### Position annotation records

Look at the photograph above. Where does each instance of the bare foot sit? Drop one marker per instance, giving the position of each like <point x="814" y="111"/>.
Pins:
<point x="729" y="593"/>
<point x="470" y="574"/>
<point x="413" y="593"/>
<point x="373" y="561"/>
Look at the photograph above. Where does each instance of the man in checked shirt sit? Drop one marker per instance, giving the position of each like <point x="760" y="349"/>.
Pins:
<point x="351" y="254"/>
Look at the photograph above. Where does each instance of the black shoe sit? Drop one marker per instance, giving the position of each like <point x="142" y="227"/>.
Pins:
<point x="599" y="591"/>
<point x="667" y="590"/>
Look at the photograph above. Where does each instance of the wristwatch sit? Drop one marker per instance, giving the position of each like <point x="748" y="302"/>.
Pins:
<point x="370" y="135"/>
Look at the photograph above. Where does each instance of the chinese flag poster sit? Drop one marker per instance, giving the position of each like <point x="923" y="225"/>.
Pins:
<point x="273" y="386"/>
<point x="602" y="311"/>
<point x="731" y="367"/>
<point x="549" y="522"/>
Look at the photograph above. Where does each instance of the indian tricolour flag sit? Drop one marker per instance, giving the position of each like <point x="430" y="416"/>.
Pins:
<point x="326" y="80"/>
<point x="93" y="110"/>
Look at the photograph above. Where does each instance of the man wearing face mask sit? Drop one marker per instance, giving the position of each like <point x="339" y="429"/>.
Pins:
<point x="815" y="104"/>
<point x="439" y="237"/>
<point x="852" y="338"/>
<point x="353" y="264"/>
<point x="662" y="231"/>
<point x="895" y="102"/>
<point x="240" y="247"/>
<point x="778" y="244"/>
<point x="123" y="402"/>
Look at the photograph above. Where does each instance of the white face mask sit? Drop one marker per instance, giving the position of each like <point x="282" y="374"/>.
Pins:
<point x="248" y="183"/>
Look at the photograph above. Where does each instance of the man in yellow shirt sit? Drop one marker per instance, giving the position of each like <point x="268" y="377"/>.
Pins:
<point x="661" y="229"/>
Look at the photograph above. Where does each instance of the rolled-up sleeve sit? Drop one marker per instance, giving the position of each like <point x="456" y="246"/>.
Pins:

### Exercise brief
Could you give again exactly the lines from the line containing "of the chinese" through the final line of the data above, and no others?

### Result of this exercise
Look at the photograph above. Where does each instance of the chinese flag poster sit? Drop one marker per instance, giving the position of each like <point x="923" y="225"/>.
Pins:
<point x="273" y="386"/>
<point x="602" y="311"/>
<point x="731" y="367"/>
<point x="549" y="522"/>
Look at the photograph above. Where does each instance of the indian tricolour flag sit? Drop one marker per instance, giving the position of each like <point x="430" y="416"/>.
Pins:
<point x="326" y="80"/>
<point x="93" y="110"/>
Look at the photograph above. Where does each instance of the man wearing face mask sit? Drop one marker per instance, giving the position of each like <point x="339" y="429"/>.
Pins:
<point x="815" y="104"/>
<point x="439" y="237"/>
<point x="852" y="338"/>
<point x="353" y="264"/>
<point x="662" y="231"/>
<point x="895" y="102"/>
<point x="240" y="247"/>
<point x="778" y="244"/>
<point x="123" y="402"/>
Look at the photograph above. Where does each instance of the white face mask sit? Drop one marker per instance, giving the position of each like <point x="282" y="374"/>.
Pins:
<point x="248" y="183"/>
Look at the photograph above. Where does each instance of the man in yellow shirt sit? Drop one marker per instance, giving the position of each like <point x="268" y="377"/>.
Pins:
<point x="661" y="229"/>
Look at the photograph above. Where does each instance of the rolled-up sleeve sit? Drop one marker per instance, giving the position of each like <point x="456" y="246"/>.
Pins:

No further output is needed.